### Data shown
>>

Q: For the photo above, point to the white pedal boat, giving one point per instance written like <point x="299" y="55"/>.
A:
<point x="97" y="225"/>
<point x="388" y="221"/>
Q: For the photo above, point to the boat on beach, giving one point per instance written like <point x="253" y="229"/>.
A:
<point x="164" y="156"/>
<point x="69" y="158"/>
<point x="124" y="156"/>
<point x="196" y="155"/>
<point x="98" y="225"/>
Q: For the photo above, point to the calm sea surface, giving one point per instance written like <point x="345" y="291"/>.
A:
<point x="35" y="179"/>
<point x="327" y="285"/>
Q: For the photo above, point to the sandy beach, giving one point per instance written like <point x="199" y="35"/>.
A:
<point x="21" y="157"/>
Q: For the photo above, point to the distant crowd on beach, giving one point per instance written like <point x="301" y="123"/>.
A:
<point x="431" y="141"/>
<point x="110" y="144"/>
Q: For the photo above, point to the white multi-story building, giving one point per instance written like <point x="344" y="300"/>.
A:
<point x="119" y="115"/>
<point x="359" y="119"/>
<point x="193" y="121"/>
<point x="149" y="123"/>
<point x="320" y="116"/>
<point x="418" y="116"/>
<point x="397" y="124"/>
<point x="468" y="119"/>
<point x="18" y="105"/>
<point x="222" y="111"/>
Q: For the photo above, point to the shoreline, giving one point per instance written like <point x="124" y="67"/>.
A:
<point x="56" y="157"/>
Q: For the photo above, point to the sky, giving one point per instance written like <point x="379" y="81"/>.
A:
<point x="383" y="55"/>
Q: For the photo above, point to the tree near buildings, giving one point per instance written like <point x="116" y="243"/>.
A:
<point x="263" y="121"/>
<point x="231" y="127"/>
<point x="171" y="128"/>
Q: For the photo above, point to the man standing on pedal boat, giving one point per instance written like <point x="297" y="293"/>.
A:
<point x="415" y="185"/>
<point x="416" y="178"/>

<<

### The request
Rewrite all the rows above, replacing "pedal boat" with "paddle boat" and leaving every other character unchanged.

### Finished task
Q: For the photo above, point to the white paddle boat, giving one point per instance written like <point x="299" y="55"/>.
A:
<point x="97" y="225"/>
<point x="388" y="221"/>
Q: For the photo above, point to the boat on beach, giving one point per instance written like <point x="253" y="229"/>.
A:
<point x="164" y="156"/>
<point x="69" y="158"/>
<point x="124" y="156"/>
<point x="196" y="155"/>
<point x="98" y="225"/>
Q: For the photo above, point to the calm sea surface, giving one point per instance written like <point x="345" y="291"/>.
A:
<point x="35" y="179"/>
<point x="327" y="285"/>
Q: For the photo above, point to the sandy beach, giving one point per instance written like <point x="199" y="35"/>.
A:
<point x="21" y="157"/>
Q: For the photo above, point to the distant crowd on beach, giving one point per instance written like <point x="301" y="123"/>.
A:
<point x="431" y="141"/>
<point x="110" y="144"/>
Q: For the photo above, point to the white multi-story building, giving one point per instance written like <point x="344" y="300"/>.
A:
<point x="119" y="115"/>
<point x="359" y="119"/>
<point x="193" y="121"/>
<point x="149" y="123"/>
<point x="320" y="116"/>
<point x="418" y="116"/>
<point x="397" y="124"/>
<point x="468" y="119"/>
<point x="18" y="105"/>
<point x="222" y="111"/>
Q: For the photo above, point to the shoreline, giving one point per instance written like <point x="124" y="67"/>.
A:
<point x="56" y="157"/>
Q: For the photo above, point to the sky, giving one point per instance written like <point x="379" y="81"/>.
A:
<point x="383" y="55"/>
Q: For the photo above, point to the tree near buildings, giving one point per instance written like <point x="116" y="243"/>.
A:
<point x="263" y="121"/>
<point x="231" y="127"/>
<point x="171" y="128"/>
Q: For the photo above, point to the man standing on paddle boat, giving one point per instance written like <point x="297" y="293"/>.
A:
<point x="415" y="185"/>
<point x="416" y="178"/>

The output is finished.